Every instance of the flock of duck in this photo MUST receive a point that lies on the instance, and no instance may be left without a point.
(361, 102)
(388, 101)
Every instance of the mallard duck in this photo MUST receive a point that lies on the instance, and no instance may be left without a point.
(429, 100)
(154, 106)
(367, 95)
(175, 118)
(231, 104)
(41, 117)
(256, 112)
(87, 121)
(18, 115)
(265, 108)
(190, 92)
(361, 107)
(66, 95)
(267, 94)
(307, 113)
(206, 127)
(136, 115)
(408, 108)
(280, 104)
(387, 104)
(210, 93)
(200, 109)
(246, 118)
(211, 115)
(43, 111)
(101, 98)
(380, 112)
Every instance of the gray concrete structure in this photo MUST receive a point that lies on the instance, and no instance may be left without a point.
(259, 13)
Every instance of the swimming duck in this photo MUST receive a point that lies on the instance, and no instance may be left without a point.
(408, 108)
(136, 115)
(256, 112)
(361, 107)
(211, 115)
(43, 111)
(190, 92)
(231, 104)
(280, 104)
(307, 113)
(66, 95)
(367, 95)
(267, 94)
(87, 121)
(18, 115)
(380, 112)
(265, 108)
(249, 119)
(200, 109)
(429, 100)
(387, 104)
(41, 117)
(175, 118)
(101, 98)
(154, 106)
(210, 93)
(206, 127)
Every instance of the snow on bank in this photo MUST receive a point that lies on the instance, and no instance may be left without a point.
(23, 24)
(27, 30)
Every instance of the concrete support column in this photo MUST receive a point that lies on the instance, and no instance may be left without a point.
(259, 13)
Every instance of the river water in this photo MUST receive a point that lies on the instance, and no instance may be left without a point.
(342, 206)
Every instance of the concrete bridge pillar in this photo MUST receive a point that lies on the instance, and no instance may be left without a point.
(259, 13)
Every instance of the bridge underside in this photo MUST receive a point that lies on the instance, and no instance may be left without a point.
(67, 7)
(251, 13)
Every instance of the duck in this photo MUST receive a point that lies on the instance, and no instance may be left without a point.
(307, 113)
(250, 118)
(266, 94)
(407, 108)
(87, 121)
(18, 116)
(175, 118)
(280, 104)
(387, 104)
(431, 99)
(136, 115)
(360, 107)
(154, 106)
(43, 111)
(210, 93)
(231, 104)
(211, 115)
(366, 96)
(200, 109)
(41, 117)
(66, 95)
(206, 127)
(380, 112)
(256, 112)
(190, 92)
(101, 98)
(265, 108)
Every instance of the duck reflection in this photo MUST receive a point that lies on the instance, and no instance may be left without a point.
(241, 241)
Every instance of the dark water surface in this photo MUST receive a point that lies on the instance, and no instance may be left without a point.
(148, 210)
...
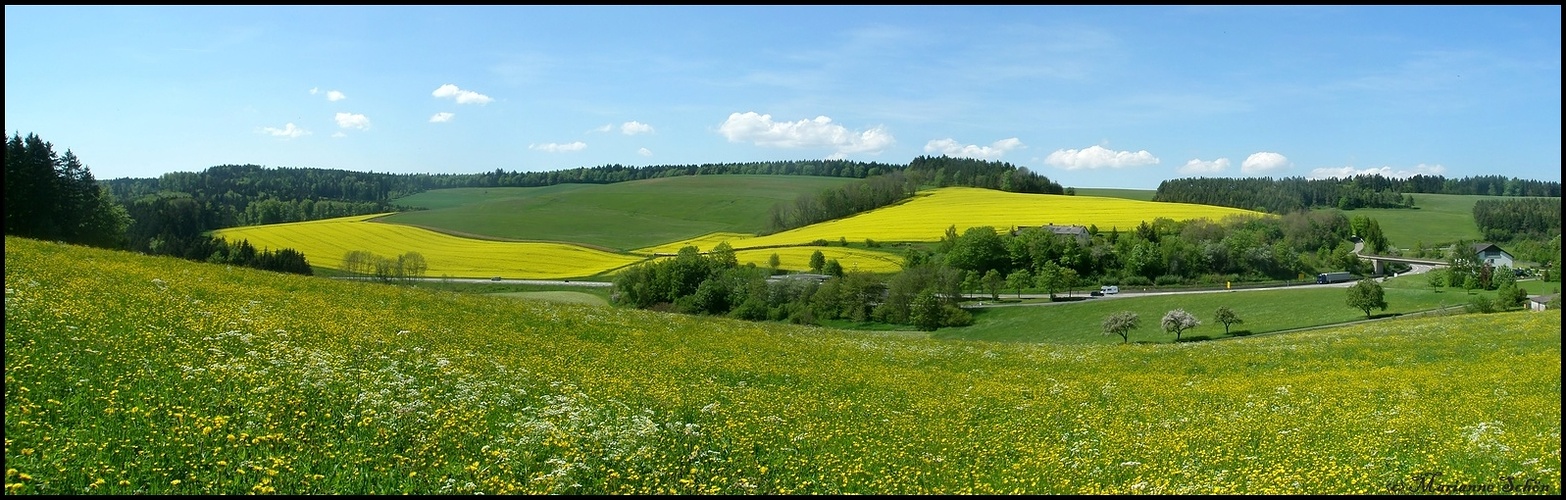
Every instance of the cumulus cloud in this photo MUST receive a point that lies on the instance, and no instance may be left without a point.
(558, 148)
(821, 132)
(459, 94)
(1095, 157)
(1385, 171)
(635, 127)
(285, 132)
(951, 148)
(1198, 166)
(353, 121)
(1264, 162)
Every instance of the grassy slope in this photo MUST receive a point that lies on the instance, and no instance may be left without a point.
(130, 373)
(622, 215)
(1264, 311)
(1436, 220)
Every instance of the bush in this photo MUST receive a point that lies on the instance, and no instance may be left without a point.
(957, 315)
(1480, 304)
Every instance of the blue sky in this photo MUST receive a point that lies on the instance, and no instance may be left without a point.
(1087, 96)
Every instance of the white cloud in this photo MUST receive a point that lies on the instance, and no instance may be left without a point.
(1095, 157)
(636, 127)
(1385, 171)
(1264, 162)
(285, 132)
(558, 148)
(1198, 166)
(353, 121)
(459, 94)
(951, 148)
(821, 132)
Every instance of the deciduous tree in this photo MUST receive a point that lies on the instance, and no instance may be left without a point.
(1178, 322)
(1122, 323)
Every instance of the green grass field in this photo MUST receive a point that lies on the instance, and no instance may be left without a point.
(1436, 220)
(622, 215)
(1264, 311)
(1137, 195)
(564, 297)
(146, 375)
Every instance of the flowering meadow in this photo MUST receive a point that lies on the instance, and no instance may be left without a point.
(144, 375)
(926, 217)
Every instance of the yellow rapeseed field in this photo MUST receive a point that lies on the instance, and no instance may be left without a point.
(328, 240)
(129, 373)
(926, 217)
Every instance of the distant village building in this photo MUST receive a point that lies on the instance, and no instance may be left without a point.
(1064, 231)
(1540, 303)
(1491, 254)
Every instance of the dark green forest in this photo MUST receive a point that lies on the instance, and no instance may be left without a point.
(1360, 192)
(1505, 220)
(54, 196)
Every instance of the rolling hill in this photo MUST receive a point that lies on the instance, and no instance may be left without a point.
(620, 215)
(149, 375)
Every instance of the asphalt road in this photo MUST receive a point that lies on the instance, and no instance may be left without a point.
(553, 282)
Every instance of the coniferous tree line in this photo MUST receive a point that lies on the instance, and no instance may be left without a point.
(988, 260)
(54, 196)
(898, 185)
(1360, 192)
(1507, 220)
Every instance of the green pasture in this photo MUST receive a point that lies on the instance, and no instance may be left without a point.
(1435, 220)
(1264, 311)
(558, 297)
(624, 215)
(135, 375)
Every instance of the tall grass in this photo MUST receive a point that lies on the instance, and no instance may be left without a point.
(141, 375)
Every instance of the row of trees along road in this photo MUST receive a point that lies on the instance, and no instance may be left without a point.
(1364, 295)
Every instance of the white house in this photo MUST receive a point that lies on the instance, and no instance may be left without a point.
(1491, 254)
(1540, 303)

▶ [Aim of the exercise] List every line of the records above that contains the word "field". Case counts.

▶ [Final result]
Every instance of the green grass field in this photo MUST receive a point that lies on the instance, and no instance may be left without a point.
Every instance of the yellow rapeseed field in this photo MUST receive a point that lies on the instance, and no instance may be left without a point.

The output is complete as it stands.